> WHAT IS BEING ASKED
Reproduce the article about a kindergarten teacher's shift to distance learning word for word, from its first sentence to its last.

(DOCUMENT PASSAGE begins)

A profession in teaching is one of uncertainty and controlled chaos, especially during the elementary years. Throwing a pandemic into the mix does not make the life of an educator any easier. Megan Louis ('17), kindergarten teacher at Willowville Elementary in Batavia, Ohio, can attest for that.
“Distance learning was a huge learning curve for all teachers, students and families,” Louis says. “As you can imagine, creating a virtual classroom that was age appropriate and able to be navigated by kindergarteners who were 5 and 6 years old was quite the challenge.”
Distance learning is a way of teaching that Louis and her colleagues had never done before. With the existence of online schools, educators knew that learning virtually would not be impossible, but it was not something they had trained for or had time to properly prepare for. March 13, 2020, is a day that will forever stick out in Louis’ memory.
“The craziest part of the day was sending students home and saying, ‘See you in three weeks!’ and then that being our last in-person day of teaching with them for the year,” she says.
Louis describes the adjustment for not only students, but parents too as “difficult” to get used to. Many of her students’ parents were reaching out to her through phone calls and virtual meetings to discuss difficulties and behavioral issues. Creating a virtual classroom that was age appropriate while also working to accommodate differing schedules and families without internet, computers or electronic devices they could connect from was a challenge, to say the least.

(DOCUMENT PASSAGE ends)
(SUPPLIED DATA begins)

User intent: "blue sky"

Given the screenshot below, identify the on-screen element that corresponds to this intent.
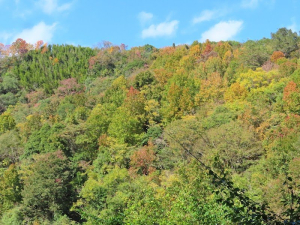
[0,0,300,47]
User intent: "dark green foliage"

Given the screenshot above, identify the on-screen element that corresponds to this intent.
[271,28,299,56]
[22,151,75,221]
[0,29,300,225]
[22,124,64,158]
[13,45,95,93]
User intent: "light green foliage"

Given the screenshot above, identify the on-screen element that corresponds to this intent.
[0,28,300,225]
[0,130,23,162]
[271,28,299,56]
[0,164,22,215]
[0,112,16,134]
[108,107,143,145]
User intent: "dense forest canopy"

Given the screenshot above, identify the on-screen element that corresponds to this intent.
[0,28,300,225]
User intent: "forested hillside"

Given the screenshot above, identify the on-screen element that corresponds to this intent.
[0,28,300,225]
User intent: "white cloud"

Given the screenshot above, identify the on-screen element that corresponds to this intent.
[242,0,260,9]
[38,0,72,15]
[0,31,13,44]
[142,20,179,38]
[200,20,243,42]
[13,22,57,44]
[193,10,216,24]
[138,12,153,25]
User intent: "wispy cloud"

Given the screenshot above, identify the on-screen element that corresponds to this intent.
[241,0,260,9]
[192,10,223,24]
[138,12,153,25]
[142,20,179,38]
[13,21,57,44]
[37,0,73,15]
[200,20,243,42]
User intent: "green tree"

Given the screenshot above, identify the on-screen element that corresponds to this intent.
[271,28,299,57]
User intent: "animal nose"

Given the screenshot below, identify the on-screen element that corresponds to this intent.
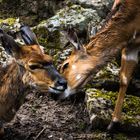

(SUPPLIED DATA ends)

> ANSWER TO THE EXERCISE
A profession in teaching is one of uncertainty and controlled chaos, especially during the elementary years. Throwing a pandemic into the mix does not make the life of an educator any easier. Megan Louis ('17), kindergarten teacher at Willowville Elementary in Batavia, Ohio, can attest for that.
“Distance learning was a huge learning curve for all teachers, students and families,” Louis says. “As you can imagine, creating a virtual classroom that was age appropriate and able to be navigated by kindergarteners who were 5 and 6 years old was quite the challenge.”
Distance learning is a way of teaching that Louis and her colleagues had never done before. With the existence of online schools, educators knew that learning virtually would not be impossible, but it was not something they had trained for or had time to properly prepare for. March 13, 2020, is a day that will forever stick out in Louis’ memory.
“The craziest part of the day was sending students home and saying, ‘See you in three weeks!’ and then that being our last in-person day of teaching with them for the year,” she says.
Louis describes the adjustment for not only students, but parents too as “difficult” to get used to. Many of her students’ parents were reaching out to her through phone calls and virtual meetings to discuss difficulties and behavioral issues. Creating a virtual classroom that was age appropriate while also working to accommodate differing schedules and families without internet, computers or electronic devices they could connect from was a challenge, to say the least.